Please shift every coordinate in the answers below by adding 73 to each number, and give those lines again with the requests included. Begin at the line that has "the dog's snout." and stop after the last of the items.

■ Point labeling items ■
-- Begin --
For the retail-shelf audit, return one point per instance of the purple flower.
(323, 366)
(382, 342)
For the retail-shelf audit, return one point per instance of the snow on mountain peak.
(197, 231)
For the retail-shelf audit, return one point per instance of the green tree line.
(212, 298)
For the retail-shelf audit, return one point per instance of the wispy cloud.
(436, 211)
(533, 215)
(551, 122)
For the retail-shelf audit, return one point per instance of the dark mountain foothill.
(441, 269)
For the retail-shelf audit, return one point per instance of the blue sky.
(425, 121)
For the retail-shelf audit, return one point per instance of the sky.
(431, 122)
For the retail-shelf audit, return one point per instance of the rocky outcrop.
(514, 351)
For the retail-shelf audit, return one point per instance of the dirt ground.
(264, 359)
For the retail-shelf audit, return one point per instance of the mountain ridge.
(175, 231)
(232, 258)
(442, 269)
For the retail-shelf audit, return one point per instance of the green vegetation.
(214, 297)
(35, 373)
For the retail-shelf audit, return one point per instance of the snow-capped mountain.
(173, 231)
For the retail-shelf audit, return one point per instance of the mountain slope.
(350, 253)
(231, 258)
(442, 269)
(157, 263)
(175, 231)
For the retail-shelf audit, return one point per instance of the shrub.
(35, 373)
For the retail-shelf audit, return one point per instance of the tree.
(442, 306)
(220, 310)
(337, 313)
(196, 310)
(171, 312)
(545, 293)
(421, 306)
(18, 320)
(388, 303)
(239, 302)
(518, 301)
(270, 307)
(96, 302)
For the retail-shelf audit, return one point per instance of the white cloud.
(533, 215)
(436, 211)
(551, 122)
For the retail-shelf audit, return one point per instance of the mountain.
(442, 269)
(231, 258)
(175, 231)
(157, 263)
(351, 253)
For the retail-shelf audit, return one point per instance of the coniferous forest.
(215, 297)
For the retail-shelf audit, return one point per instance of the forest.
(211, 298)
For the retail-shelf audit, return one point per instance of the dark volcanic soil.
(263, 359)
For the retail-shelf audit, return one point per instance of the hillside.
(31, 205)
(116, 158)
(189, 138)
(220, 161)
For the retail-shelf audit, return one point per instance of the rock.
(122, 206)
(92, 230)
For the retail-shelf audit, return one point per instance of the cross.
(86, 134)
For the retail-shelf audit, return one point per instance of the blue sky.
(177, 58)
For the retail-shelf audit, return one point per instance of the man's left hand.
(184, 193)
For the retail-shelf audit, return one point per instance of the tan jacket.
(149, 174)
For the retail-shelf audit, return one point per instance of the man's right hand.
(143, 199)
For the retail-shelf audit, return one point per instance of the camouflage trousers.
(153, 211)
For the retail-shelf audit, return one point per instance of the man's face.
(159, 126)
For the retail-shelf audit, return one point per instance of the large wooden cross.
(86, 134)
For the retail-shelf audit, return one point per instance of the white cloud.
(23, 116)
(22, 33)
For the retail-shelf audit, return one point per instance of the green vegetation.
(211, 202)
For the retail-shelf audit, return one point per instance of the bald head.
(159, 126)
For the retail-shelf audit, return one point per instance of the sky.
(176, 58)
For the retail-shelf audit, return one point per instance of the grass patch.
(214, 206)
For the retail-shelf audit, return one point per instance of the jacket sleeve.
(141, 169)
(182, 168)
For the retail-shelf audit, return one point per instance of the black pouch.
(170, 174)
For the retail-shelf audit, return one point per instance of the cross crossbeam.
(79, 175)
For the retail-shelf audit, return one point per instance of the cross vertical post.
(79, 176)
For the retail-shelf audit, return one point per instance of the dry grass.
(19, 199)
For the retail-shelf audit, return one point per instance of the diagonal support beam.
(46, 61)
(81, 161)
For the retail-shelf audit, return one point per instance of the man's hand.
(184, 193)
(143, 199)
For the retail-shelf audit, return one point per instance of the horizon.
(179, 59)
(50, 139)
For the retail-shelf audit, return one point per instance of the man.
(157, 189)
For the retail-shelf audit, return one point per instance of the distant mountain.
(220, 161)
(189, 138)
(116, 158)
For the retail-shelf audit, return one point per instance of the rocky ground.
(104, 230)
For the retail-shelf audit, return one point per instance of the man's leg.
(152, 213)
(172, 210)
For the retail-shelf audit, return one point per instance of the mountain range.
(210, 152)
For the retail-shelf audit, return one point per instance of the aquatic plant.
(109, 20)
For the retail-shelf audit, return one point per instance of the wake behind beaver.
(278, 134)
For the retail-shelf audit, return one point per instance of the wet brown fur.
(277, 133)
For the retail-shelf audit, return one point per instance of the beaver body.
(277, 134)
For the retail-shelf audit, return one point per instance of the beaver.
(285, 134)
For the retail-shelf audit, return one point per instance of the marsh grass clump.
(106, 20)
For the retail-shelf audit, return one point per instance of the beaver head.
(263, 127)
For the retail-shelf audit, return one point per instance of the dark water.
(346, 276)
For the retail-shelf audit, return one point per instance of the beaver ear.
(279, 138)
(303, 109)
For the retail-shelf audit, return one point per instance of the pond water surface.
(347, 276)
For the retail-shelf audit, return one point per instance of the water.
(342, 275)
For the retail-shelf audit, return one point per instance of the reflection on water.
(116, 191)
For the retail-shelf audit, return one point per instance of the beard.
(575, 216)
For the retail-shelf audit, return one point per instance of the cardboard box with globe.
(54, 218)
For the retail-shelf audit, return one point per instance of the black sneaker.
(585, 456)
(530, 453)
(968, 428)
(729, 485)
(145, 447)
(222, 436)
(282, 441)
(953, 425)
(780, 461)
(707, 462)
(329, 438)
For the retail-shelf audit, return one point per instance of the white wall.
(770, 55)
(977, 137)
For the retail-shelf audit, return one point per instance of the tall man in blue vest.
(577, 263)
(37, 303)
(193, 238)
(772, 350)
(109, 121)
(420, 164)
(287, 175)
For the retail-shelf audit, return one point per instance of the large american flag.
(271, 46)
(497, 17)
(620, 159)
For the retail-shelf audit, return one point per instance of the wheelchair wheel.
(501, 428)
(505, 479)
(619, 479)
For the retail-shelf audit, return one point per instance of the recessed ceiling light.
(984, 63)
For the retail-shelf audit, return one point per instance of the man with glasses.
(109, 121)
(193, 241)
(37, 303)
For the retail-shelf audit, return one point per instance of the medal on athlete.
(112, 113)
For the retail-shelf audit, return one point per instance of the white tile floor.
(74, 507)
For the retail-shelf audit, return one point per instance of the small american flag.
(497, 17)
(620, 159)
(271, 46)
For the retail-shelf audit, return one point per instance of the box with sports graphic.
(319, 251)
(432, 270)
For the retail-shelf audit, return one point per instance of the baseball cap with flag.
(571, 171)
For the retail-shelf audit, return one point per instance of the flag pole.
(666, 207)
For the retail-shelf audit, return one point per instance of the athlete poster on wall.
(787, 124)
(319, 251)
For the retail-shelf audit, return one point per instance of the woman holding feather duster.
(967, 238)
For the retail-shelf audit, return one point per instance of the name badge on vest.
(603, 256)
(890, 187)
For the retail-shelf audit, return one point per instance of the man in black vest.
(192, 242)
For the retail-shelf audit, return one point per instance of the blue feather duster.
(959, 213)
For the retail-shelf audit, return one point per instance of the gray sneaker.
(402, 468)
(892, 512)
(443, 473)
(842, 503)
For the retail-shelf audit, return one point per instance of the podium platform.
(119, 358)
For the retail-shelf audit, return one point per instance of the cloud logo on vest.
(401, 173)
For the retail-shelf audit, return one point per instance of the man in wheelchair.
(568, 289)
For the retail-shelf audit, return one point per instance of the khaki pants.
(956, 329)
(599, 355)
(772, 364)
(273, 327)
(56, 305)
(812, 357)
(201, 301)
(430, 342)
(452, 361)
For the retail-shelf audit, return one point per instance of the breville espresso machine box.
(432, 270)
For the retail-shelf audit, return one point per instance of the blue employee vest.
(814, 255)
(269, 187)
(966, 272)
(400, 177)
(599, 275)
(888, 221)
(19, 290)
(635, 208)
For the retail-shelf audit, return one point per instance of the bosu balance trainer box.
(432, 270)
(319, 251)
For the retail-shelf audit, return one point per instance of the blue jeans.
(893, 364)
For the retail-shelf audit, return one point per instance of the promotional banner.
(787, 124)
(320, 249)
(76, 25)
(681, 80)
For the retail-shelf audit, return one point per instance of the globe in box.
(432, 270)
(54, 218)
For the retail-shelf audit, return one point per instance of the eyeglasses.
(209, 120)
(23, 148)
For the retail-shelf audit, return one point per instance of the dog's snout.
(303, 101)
-- End --
■ RESULT ■
For the retail-shelf audit, return one point per instance of the dog's snout.
(376, 174)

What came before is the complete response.